[Detection examples]
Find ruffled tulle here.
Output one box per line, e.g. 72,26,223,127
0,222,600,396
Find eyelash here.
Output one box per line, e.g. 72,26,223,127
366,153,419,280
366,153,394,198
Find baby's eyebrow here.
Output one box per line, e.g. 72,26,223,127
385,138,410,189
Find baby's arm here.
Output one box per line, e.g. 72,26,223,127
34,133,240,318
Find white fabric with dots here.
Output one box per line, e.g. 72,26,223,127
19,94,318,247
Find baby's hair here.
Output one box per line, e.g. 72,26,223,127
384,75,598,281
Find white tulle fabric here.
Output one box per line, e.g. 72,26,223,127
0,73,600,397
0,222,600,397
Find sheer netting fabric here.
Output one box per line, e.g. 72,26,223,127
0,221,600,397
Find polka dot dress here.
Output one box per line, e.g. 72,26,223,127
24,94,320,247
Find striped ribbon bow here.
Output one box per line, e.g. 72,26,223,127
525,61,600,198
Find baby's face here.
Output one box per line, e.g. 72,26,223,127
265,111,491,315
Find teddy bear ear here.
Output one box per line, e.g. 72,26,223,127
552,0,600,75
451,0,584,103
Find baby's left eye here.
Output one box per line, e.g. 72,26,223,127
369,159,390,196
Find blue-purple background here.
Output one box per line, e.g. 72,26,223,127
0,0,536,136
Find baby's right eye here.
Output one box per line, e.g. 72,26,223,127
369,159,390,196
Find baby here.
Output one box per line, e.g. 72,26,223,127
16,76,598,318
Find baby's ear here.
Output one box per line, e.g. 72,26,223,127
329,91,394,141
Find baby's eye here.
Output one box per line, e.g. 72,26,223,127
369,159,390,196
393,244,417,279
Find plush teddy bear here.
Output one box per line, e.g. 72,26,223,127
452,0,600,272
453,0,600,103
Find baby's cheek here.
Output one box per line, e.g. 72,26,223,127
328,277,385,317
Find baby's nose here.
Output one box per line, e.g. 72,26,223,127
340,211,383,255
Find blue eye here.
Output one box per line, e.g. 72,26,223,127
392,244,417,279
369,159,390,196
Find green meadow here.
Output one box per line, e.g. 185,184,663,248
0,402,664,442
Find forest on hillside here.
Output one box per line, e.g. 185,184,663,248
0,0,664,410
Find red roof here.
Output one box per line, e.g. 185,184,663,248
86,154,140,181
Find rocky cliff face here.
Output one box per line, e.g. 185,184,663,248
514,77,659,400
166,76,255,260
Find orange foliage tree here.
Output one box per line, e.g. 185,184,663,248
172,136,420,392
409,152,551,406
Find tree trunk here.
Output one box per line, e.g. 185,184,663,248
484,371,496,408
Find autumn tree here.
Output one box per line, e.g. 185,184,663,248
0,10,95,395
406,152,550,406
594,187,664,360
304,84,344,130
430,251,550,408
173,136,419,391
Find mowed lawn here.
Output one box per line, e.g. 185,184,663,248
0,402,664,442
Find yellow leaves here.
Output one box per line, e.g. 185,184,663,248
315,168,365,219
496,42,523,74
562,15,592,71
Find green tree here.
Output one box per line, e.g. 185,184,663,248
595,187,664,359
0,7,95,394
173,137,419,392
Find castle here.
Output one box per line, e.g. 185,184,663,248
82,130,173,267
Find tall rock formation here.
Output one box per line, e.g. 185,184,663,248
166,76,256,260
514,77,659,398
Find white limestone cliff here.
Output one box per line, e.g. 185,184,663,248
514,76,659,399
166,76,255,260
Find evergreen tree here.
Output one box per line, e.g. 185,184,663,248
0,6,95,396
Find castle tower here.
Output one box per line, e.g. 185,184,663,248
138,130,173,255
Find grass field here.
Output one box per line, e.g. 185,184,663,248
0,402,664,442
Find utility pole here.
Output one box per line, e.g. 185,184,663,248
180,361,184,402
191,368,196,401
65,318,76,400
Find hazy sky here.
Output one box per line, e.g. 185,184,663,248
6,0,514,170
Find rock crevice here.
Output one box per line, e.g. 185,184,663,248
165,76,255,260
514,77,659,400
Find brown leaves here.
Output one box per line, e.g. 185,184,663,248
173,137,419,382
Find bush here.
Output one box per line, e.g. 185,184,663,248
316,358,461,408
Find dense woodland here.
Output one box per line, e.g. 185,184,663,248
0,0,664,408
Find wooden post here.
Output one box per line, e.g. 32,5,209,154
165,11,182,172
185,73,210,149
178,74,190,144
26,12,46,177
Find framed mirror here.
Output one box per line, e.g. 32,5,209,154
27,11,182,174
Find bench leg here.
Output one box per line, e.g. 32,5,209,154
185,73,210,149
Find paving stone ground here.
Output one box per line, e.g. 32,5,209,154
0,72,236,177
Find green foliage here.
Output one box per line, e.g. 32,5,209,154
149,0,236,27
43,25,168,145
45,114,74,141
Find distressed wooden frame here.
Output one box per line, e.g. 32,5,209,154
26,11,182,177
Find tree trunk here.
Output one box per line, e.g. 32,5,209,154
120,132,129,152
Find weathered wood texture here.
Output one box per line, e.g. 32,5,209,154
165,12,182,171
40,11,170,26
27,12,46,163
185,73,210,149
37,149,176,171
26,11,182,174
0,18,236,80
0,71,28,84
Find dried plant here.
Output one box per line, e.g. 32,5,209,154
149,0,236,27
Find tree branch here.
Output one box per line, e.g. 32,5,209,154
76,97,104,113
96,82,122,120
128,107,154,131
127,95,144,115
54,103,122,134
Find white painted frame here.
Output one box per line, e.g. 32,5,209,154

# Exercise requirements:
Count the lines of the data above that contain the string "tulle", treating uppercase and lowercase as different. Reply with the number alone.

# Completed exercise:
2